With spelling and spacing unchanged, write out each line of the material.

------------------------

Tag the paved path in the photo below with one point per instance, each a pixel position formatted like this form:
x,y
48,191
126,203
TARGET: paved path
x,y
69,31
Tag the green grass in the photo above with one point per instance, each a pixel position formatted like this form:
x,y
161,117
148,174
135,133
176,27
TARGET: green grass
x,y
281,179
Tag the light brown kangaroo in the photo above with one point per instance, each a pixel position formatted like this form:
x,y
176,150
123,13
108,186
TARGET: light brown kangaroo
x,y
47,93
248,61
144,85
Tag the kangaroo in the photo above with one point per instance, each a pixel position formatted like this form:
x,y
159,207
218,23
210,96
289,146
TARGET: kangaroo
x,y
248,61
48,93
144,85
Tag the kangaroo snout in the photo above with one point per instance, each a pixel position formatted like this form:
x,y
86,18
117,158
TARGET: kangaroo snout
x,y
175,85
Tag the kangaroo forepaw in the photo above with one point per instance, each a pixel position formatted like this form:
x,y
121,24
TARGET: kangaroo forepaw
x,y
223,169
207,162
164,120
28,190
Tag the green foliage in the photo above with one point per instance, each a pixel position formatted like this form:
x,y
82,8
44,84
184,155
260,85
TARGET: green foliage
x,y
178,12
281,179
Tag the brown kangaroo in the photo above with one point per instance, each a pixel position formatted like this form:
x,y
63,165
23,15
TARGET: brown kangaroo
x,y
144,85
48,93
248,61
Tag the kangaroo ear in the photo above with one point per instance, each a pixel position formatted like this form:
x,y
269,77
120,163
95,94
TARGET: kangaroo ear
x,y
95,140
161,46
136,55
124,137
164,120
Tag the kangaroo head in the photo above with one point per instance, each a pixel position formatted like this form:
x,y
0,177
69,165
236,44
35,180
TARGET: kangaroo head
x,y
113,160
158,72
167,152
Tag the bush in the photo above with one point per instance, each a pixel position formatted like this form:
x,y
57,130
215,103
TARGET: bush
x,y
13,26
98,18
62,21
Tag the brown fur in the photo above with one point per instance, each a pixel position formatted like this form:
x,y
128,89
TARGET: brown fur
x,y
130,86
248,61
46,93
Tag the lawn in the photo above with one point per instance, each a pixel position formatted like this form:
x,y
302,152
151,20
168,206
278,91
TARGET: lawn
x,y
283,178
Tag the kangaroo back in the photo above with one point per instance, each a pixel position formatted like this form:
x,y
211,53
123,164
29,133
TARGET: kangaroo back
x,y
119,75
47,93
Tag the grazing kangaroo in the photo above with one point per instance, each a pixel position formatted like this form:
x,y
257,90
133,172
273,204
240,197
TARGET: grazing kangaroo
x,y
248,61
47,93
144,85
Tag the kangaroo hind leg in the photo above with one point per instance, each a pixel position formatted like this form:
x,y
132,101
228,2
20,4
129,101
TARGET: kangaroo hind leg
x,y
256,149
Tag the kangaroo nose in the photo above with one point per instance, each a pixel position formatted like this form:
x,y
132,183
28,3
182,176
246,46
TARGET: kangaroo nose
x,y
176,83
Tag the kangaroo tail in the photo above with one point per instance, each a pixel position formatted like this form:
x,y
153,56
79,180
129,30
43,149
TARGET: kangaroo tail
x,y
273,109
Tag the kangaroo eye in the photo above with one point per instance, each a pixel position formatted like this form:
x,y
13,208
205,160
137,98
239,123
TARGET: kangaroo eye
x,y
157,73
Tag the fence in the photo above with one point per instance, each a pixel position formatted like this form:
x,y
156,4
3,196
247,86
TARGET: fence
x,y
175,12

------------------------

● SOLVED EXERCISE
Tag the paved path in the photo below with one point per instance, each a pixel position formatted like this form:
x,y
48,191
126,203
TARGET: paved path
x,y
69,31
Tag the green grass in the photo above with one point per instance, each a pixel position formatted like this form:
x,y
161,117
148,174
135,133
176,27
TARGET: green grass
x,y
281,179
Tag the light brown kangaroo in the photo above with one point per instance, each a pixel position formatted like this form:
x,y
176,150
123,13
108,186
TARGET: light brown kangaroo
x,y
47,93
248,61
144,85
Tag the kangaroo in the photo above with one point per instance, each a pixel position formatted like this form:
x,y
159,207
218,23
210,96
289,146
TARGET: kangaroo
x,y
248,61
48,93
144,85
Tag the kangaroo snout in the photo above with one point per instance, each a pixel position formatted like this form:
x,y
86,18
117,158
TARGET: kangaroo snout
x,y
175,85
Tag the kangaroo forepaw in the photo above with one point per instance, each a pixel position formatted like this form:
x,y
121,24
TARGET: kangaroo forepaw
x,y
223,169
207,162
164,120
28,190
Tag the green foliage in the photo above with one point per instance, each a pixel position formatted like this form:
x,y
82,8
44,84
184,155
260,85
TARGET: green foliage
x,y
178,12
281,179
Tag the brown kangaroo in the photo above with one point per instance, each a pixel position formatted like this form:
x,y
63,165
23,15
TARGET: brown kangaroo
x,y
144,85
48,93
248,61
Tag the kangaroo ear in the photo above with one point per instance, each a pixel position formatted like this form:
x,y
269,77
120,163
95,94
TARGET: kangaroo ear
x,y
95,140
161,46
136,55
124,137
164,120
Tag the kangaroo head in the photo above with one point per instance, each a pixel position formatted like this form:
x,y
0,177
69,165
236,44
35,180
TARGET: kangaroo head
x,y
113,160
158,72
167,152
Tag the bush in the photo above with one point per instance, each a pixel position formatted like this form:
x,y
57,130
215,103
TARGET: bush
x,y
13,26
98,18
62,21
Tag the brown fur in the photo above with one point per instance, each a pixel position formatted like this form:
x,y
128,89
TARGET: brown fur
x,y
130,86
248,61
46,93
Tag the lawn in the photo above with one point per instance, each a pixel position formatted like this form:
x,y
302,152
151,20
168,206
278,91
TARGET: lawn
x,y
283,178
Tag the kangaroo back in the photo above with one point per instance, each a pixel position formatted like this form:
x,y
211,53
123,164
29,133
TARGET: kangaroo back
x,y
119,75
47,93
Tag the grazing kangaroo in the photo above with one point per instance, each a pixel position formatted like this form:
x,y
257,90
133,172
273,204
240,197
TARGET: grazing kangaroo
x,y
248,61
47,93
144,85
Tag the kangaroo hind leg in the photo above with one point per instance, each a pixel position formatted like this form:
x,y
132,101
228,2
20,4
129,101
TARGET: kangaroo hind leg
x,y
256,149
Tag the kangaroo nose in the photo above with one point per instance, each a pixel position formatted like this form:
x,y
132,183
28,3
182,176
246,46
TARGET: kangaroo nose
x,y
176,83
Tag the kangaroo tail in the photo above with one point per instance, each a pixel position formatted like this form:
x,y
153,56
79,180
129,30
43,149
TARGET: kangaroo tail
x,y
273,109
Tag the kangaroo eye in the photo above with one point per instance, each a pixel position formatted like this form:
x,y
13,208
205,160
137,98
239,123
TARGET: kangaroo eye
x,y
157,73
Tag the fence in the photo above with one point per instance, each a pixel position formatted like this form:
x,y
156,4
3,196
247,86
TARGET: fence
x,y
175,12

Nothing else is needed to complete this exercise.